= Required action =
Beginning with the line containing "[[465, 790], [980, 87], [105, 172], [200, 752]]" and ending with the last line, repeat the records exactly.

════════

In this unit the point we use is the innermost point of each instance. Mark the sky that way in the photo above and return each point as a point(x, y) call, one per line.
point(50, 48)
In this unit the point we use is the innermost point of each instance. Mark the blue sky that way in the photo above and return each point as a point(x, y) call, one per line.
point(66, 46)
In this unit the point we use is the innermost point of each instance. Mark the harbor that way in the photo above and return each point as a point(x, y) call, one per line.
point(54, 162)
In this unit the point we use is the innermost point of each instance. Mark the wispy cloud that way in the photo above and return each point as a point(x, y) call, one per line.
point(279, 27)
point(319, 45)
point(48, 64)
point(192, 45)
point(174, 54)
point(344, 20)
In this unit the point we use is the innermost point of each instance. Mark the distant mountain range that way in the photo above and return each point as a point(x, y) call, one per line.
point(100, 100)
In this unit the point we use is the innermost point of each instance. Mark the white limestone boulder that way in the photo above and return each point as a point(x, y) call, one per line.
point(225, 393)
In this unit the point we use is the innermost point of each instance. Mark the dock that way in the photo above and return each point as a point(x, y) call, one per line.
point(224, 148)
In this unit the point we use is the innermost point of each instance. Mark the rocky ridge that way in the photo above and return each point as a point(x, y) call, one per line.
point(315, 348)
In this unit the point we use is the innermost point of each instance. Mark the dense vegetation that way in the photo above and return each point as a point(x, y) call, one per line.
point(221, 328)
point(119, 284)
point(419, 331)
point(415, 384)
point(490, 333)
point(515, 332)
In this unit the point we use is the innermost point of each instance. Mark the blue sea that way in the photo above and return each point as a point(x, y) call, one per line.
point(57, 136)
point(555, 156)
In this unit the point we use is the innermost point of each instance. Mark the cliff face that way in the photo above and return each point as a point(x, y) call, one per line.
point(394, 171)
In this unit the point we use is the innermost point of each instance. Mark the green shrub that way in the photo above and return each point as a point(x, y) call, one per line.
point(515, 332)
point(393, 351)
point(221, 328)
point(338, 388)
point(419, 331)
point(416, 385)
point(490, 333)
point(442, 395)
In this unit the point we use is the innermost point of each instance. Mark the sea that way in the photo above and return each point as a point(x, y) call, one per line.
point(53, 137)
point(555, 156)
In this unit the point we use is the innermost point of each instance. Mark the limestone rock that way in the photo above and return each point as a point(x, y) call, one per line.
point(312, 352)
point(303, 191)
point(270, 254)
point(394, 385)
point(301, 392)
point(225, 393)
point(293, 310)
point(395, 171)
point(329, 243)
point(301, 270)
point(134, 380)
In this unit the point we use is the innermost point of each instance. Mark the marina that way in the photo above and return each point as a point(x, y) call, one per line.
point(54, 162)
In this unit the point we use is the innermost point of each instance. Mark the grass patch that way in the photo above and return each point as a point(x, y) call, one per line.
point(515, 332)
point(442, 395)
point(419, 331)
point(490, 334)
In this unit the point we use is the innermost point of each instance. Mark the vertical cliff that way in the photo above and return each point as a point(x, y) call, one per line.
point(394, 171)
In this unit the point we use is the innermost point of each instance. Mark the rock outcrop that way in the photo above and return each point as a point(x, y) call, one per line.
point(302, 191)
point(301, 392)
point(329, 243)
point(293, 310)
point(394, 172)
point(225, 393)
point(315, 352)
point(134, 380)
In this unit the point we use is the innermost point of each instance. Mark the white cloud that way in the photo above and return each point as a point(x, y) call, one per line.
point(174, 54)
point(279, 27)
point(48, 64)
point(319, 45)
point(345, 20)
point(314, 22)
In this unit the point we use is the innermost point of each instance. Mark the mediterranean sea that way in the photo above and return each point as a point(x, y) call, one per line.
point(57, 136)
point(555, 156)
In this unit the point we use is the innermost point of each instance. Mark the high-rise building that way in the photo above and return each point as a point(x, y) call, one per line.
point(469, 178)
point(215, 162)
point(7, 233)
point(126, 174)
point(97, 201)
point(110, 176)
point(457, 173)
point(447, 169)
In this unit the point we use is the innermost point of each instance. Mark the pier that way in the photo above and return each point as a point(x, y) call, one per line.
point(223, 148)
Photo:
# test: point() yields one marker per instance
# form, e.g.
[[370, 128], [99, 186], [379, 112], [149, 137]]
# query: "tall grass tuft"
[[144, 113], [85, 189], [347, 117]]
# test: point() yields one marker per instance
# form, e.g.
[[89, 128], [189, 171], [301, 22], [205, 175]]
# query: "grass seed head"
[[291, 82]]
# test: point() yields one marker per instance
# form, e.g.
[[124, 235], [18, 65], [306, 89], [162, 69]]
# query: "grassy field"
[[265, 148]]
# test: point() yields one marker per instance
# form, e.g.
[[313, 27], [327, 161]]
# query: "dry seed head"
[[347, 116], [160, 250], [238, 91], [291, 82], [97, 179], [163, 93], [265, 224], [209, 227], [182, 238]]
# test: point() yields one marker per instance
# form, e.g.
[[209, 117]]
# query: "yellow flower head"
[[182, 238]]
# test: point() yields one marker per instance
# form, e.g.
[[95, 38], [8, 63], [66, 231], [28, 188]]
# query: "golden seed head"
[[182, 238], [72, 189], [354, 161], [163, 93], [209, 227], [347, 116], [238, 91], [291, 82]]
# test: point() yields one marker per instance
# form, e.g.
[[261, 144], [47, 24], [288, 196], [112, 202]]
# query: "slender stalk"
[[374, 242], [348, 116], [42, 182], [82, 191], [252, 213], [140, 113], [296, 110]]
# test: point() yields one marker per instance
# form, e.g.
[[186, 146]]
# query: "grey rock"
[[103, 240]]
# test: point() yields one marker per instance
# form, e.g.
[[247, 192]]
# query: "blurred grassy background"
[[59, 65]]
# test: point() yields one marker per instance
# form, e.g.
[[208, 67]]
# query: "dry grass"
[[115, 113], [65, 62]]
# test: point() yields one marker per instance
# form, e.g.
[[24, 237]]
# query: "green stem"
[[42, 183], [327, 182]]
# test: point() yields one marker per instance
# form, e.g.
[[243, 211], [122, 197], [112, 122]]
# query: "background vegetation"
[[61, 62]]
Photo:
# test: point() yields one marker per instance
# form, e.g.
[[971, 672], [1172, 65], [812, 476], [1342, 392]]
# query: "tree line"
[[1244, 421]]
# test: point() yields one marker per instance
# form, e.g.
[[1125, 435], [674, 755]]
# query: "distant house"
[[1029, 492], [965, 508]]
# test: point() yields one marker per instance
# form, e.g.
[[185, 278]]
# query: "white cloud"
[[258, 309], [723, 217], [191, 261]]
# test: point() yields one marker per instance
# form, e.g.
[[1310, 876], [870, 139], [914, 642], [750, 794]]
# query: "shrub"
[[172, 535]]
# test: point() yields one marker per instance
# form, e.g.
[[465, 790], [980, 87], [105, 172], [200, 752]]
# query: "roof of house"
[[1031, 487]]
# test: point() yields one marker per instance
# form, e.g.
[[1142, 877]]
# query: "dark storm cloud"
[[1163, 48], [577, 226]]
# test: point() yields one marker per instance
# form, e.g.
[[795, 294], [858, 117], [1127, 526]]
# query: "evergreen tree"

════════

= Response =
[[465, 790], [980, 87], [105, 172], [200, 752]]
# query: "roof of house"
[[1031, 487]]
# test: point() yields one marker per instance
# form, e.g.
[[1142, 877]]
# query: "dark storm cloud"
[[1163, 48], [577, 226]]
# test: point() yields one marker per instance
# form, e.g.
[[795, 294], [858, 117], [1127, 526]]
# query: "evergreen tree"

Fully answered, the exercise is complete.